- _WHAT YOU NEED TO DO_: Transcribe every line of the records below verbatim, character for character, leaving the pictures out of your copy.

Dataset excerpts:

- - -

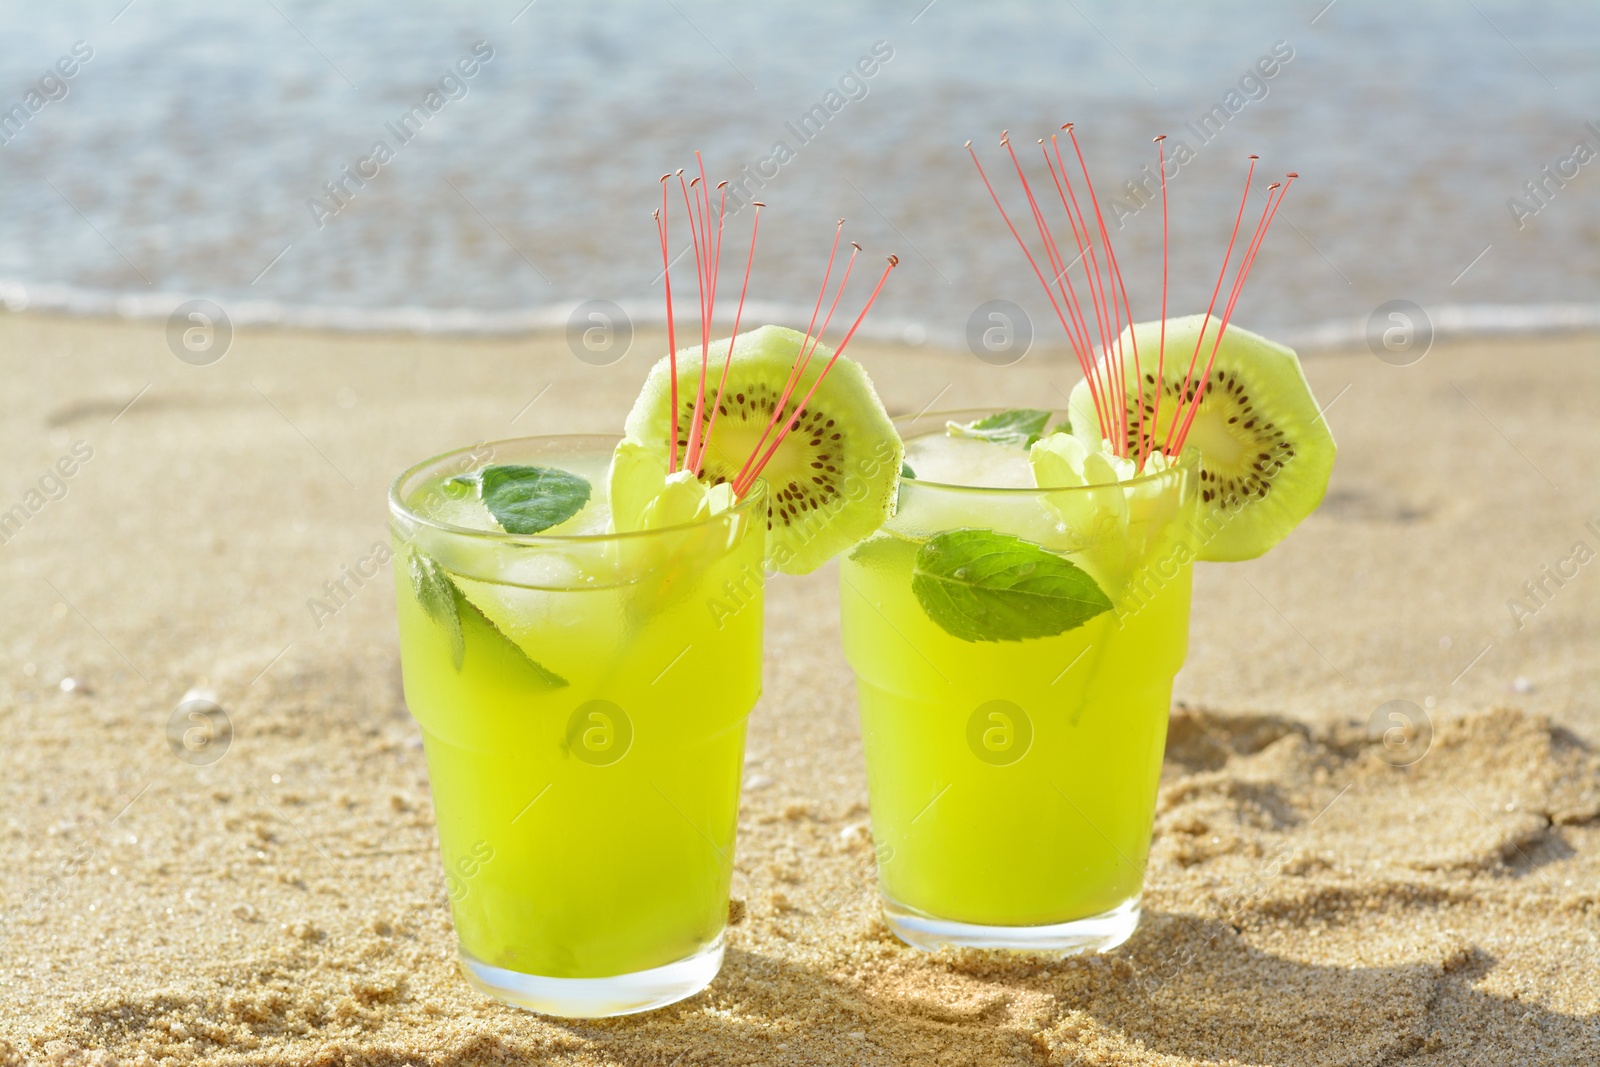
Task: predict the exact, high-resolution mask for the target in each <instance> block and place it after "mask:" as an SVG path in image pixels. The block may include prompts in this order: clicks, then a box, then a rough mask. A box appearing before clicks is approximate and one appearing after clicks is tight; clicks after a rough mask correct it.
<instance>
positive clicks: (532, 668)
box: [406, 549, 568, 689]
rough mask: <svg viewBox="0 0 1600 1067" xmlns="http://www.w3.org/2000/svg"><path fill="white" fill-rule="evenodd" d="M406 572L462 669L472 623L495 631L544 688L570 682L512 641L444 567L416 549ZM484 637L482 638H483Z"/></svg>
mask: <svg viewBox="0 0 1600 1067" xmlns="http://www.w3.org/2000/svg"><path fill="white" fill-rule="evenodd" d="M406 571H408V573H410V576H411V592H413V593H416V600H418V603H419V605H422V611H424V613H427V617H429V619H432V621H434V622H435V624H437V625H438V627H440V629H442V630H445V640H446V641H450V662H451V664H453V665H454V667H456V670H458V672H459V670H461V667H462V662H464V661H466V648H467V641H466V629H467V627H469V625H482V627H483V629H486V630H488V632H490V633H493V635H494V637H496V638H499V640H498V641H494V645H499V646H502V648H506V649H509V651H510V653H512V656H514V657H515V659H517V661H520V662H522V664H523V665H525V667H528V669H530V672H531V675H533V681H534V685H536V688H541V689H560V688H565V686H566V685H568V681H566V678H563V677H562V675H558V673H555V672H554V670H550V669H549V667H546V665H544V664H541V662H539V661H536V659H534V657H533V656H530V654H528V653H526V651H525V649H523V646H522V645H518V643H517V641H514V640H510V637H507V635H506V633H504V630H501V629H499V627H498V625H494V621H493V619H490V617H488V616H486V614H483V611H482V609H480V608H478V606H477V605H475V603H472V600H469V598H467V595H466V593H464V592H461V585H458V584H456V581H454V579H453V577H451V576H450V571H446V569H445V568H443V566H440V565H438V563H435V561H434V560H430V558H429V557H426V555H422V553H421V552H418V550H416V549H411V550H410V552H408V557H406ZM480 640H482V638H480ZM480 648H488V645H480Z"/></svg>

- - -

- _EXPECTED ANSWER_:
Task: predict the exact, high-resolution mask for the target in each <instance> block and place it after "mask:" as an SVG path in image pixels. The block may include prompts in this order: clicks, then a box, then a rough mask. A box appearing before clicks is approximate and one appearing after clicks is tight; clicks after a rough mask correct it.
<instance>
positive clicks: (532, 668)
box: [406, 549, 568, 689]
rough mask: <svg viewBox="0 0 1600 1067" xmlns="http://www.w3.org/2000/svg"><path fill="white" fill-rule="evenodd" d="M406 572L462 669L472 623L495 631L544 688L570 682L512 641L444 567L416 549ZM484 637L482 638H483Z"/></svg>
mask: <svg viewBox="0 0 1600 1067" xmlns="http://www.w3.org/2000/svg"><path fill="white" fill-rule="evenodd" d="M406 571H408V573H410V576H411V592H413V593H416V600H418V603H419V605H422V611H424V613H427V617H429V619H432V621H434V622H435V624H437V625H438V627H440V629H442V630H445V640H446V641H450V662H451V664H453V665H454V667H456V670H458V672H459V670H461V667H462V662H464V661H466V648H467V641H466V629H467V627H469V625H482V627H483V629H486V630H488V632H490V633H493V635H494V637H496V638H499V640H498V641H494V645H499V646H502V648H506V649H509V651H510V653H512V656H514V657H515V659H517V661H520V662H522V664H523V665H525V667H528V669H530V672H531V675H533V681H534V685H536V688H541V689H560V688H565V686H566V685H568V681H566V678H563V677H562V675H558V673H555V672H554V670H550V669H549V667H546V665H544V664H541V662H539V661H536V659H534V657H533V656H530V654H528V653H526V651H525V649H523V646H522V645H518V643H517V641H514V640H510V637H507V635H506V633H504V630H501V629H499V627H498V625H494V621H493V619H490V617H488V616H486V614H483V611H482V609H480V608H478V606H477V605H475V603H472V600H469V598H467V595H466V593H464V592H461V585H458V584H456V581H454V579H453V577H451V576H450V571H446V569H445V568H443V566H440V565H438V563H435V561H434V560H430V558H429V557H426V555H422V553H421V552H418V550H416V549H411V550H410V552H408V557H406ZM480 640H482V638H480ZM480 648H488V645H480Z"/></svg>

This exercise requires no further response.